◆ **Supplied material**:
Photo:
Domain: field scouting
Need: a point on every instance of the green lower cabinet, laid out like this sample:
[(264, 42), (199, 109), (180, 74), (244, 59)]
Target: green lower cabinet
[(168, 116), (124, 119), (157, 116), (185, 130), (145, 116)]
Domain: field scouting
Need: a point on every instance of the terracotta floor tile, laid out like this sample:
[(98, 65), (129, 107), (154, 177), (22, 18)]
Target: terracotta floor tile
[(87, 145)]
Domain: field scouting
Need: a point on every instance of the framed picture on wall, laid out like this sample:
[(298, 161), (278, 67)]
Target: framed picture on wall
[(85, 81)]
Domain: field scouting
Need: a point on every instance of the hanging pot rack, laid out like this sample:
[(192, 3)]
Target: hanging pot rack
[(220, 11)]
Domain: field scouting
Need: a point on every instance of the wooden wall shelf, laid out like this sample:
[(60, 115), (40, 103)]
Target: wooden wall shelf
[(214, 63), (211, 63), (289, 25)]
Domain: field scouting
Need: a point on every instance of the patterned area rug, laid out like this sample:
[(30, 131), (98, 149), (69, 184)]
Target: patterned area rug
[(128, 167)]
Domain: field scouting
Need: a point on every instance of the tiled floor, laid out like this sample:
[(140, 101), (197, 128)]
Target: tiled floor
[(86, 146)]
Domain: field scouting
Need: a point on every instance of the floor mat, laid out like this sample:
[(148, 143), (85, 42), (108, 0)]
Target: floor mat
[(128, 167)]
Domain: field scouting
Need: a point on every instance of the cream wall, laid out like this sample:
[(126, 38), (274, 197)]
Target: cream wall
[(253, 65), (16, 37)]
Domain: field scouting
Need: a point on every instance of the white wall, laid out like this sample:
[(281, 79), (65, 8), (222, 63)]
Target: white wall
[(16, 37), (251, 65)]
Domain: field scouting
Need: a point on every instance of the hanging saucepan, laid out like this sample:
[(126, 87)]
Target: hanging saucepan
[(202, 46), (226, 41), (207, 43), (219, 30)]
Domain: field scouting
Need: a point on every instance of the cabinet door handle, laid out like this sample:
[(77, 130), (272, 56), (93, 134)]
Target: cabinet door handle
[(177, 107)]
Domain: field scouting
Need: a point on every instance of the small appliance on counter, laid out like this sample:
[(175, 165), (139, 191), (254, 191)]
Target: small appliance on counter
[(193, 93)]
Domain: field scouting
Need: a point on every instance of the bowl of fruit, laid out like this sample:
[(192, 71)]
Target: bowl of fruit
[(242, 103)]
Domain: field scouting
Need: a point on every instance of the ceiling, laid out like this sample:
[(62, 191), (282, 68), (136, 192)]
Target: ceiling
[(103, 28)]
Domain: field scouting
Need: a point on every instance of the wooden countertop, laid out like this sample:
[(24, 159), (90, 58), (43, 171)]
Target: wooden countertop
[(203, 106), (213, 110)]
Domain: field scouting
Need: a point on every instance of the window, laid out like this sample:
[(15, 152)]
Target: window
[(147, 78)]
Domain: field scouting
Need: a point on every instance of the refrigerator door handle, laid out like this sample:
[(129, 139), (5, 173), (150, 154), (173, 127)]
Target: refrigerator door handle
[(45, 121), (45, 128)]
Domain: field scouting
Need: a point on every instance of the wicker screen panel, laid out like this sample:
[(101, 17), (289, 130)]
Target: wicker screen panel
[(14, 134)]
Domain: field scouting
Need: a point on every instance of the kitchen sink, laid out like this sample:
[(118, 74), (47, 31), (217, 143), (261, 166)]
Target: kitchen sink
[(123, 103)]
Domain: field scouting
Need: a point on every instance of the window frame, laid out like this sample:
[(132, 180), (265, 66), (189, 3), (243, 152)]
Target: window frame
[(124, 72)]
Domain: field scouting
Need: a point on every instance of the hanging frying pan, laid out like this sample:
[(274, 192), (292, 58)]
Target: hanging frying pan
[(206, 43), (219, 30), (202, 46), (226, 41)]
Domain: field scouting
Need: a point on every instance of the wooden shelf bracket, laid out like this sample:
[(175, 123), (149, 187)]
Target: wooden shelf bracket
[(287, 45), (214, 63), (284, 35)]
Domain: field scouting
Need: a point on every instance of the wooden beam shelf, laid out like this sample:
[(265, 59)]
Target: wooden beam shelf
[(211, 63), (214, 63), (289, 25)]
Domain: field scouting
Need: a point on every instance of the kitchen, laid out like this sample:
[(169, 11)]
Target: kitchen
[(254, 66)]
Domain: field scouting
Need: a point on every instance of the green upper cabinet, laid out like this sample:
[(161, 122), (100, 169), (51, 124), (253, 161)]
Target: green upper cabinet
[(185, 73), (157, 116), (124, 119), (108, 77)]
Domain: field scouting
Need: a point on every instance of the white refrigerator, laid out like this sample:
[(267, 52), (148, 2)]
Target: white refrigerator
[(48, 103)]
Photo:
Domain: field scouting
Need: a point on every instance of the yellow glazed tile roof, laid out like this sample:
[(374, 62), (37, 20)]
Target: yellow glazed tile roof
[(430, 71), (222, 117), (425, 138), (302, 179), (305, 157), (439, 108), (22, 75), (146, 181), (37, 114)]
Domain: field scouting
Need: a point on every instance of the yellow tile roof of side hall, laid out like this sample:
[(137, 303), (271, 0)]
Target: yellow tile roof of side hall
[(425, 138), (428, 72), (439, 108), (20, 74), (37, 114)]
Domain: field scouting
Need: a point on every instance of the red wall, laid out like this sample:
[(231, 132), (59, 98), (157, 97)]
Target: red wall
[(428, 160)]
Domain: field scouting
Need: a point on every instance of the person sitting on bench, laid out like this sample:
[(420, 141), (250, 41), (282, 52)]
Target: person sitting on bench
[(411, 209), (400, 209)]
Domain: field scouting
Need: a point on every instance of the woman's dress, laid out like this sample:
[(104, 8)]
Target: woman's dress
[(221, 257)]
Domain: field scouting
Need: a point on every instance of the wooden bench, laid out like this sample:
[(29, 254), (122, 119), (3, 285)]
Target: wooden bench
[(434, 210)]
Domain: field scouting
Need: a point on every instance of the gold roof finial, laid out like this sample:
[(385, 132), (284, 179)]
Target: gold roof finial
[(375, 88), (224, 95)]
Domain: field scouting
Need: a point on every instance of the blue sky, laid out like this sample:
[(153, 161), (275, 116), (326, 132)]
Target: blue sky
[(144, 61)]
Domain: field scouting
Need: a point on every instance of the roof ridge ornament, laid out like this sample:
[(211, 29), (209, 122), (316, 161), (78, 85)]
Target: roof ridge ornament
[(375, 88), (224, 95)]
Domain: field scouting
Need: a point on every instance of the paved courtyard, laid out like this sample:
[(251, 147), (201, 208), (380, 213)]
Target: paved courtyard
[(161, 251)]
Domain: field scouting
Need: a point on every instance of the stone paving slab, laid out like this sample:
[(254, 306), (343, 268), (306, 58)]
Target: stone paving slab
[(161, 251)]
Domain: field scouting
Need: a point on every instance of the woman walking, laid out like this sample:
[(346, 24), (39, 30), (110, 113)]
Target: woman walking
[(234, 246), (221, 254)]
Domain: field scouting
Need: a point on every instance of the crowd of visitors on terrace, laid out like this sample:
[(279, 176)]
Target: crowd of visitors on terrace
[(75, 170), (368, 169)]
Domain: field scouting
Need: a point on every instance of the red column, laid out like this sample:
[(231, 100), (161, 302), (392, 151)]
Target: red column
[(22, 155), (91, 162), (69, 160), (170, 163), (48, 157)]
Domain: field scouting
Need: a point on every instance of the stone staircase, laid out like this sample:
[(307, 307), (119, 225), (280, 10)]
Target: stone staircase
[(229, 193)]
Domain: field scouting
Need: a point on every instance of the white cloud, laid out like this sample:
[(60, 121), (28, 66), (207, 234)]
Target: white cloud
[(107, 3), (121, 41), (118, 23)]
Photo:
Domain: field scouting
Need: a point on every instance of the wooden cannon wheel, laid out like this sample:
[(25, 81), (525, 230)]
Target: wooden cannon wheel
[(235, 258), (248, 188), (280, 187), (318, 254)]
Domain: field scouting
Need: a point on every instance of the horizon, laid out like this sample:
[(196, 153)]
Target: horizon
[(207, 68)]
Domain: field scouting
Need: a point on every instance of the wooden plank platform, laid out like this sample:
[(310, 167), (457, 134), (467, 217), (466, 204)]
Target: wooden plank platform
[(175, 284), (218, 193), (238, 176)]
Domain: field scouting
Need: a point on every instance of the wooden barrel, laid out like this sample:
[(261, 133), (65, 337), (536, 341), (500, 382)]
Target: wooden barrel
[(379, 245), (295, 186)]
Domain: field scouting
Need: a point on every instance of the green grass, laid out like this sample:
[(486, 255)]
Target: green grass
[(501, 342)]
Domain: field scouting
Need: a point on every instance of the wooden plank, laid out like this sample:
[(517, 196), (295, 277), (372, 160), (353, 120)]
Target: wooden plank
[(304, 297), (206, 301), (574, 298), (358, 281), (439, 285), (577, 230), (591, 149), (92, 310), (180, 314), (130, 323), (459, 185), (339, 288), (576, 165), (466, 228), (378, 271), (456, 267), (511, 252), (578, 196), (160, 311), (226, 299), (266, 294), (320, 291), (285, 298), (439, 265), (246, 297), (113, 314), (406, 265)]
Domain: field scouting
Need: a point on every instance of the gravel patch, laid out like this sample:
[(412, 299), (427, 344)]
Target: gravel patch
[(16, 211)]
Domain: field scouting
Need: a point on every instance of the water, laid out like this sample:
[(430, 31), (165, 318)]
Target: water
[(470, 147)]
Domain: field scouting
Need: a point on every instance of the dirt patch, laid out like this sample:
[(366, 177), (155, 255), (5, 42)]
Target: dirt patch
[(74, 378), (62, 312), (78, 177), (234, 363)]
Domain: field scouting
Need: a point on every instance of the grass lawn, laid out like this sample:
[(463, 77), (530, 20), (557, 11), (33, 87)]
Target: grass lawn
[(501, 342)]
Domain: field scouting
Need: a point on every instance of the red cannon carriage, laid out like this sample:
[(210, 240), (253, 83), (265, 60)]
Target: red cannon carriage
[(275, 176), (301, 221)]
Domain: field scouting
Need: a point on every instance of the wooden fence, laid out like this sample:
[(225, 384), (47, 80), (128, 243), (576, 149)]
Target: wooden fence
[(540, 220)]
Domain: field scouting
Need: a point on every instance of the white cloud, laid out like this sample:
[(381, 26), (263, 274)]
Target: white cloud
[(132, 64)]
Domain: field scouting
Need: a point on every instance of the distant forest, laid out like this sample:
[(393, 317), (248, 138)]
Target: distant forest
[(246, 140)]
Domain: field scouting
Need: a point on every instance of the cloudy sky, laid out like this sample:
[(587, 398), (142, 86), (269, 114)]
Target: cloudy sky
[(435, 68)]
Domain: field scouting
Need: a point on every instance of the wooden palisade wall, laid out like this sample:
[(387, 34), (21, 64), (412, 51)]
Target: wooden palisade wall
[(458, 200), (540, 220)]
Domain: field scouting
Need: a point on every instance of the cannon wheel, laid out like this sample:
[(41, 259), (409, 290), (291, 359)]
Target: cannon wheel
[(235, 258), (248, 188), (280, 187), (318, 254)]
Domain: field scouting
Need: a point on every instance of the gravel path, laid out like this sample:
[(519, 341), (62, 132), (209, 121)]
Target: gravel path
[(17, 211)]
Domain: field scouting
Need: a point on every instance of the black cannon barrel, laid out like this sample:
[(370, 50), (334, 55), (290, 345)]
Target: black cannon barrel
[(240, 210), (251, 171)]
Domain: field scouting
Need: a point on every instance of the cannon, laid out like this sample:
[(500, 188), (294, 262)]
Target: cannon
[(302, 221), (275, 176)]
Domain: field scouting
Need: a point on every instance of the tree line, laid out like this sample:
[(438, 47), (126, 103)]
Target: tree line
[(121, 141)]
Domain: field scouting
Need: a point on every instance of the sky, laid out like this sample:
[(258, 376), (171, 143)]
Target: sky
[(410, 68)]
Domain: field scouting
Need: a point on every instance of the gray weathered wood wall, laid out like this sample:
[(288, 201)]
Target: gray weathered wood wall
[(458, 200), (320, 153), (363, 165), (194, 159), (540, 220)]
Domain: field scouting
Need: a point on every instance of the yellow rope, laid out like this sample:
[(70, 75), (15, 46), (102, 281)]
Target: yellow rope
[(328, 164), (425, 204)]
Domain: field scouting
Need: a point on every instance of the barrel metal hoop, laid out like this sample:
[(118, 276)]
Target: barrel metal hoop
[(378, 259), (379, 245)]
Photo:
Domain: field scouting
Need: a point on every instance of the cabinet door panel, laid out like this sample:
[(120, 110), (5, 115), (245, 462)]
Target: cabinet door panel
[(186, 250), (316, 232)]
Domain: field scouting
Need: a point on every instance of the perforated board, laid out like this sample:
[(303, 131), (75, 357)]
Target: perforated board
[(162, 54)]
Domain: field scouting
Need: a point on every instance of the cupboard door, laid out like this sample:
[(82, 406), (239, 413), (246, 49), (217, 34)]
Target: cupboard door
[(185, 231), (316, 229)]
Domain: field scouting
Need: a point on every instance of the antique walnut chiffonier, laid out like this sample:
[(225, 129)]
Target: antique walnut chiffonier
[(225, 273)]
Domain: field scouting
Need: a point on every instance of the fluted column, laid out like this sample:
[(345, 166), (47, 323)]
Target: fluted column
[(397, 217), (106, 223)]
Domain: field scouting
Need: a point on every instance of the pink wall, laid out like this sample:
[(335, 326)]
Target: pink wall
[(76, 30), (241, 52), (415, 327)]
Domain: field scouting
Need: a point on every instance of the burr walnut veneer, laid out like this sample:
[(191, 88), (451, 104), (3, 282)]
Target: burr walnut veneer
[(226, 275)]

◆ **Stated goal**: Rewrite the stretch from the start of the entries through the line that contains "[(16, 37), (251, 65)]", changing "field scouting" to "site survey" throughout and leaving everything else as it stands.

◆ **Complete output**:
Photo:
Domain: site survey
Need: a point on every instance of the green lower cabinet, laid out like this sample:
[(264, 42), (199, 109), (180, 74), (244, 59)]
Target: green lower cabinet
[(168, 116), (124, 119), (157, 116), (185, 130), (145, 116)]
Domain: site survey
Need: a point on every instance of the terracotta floor tile, laid out like this sample:
[(98, 65), (129, 107), (154, 177), (22, 18)]
Target: terracotta floor tile
[(87, 145)]
Domain: site survey
Need: a point on every instance of the framed picture on wall, laid out like this sample:
[(298, 161), (278, 67)]
Target: framed picture on wall
[(85, 81)]
Domain: site survey
Need: a point on every instance of the hanging pot rack, laid out like this sample:
[(192, 3)]
Target: hanging pot rack
[(220, 11)]
Domain: site survey
Need: a point on every instance of the wooden wall shelf, laid out like this sample:
[(60, 115), (40, 103)]
Target: wooden wall shelf
[(214, 63), (211, 63), (289, 25)]
Domain: site survey
Need: a point on every instance of the patterned area rug, laid out like this sample:
[(30, 131), (98, 149), (69, 184)]
Target: patterned area rug
[(128, 167)]
Domain: site survey
Need: a point on every instance of the tiled floor, laid out like this sample:
[(140, 101), (197, 128)]
Target: tiled floor
[(86, 146)]
Domain: site survey
Need: a point on every instance of the floor mat, laid out like this sample:
[(148, 143), (85, 42), (108, 0)]
Target: floor mat
[(128, 167)]
Domain: site survey
Need: a point on every instance of the cream wall, laid out like this sample:
[(126, 38), (274, 197)]
Target: cream wall
[(253, 65), (16, 37)]
Domain: site survey
Need: a point on every instance of the white wall, laid out like this sample:
[(281, 79), (65, 8), (222, 63)]
Target: white wall
[(16, 37), (251, 65)]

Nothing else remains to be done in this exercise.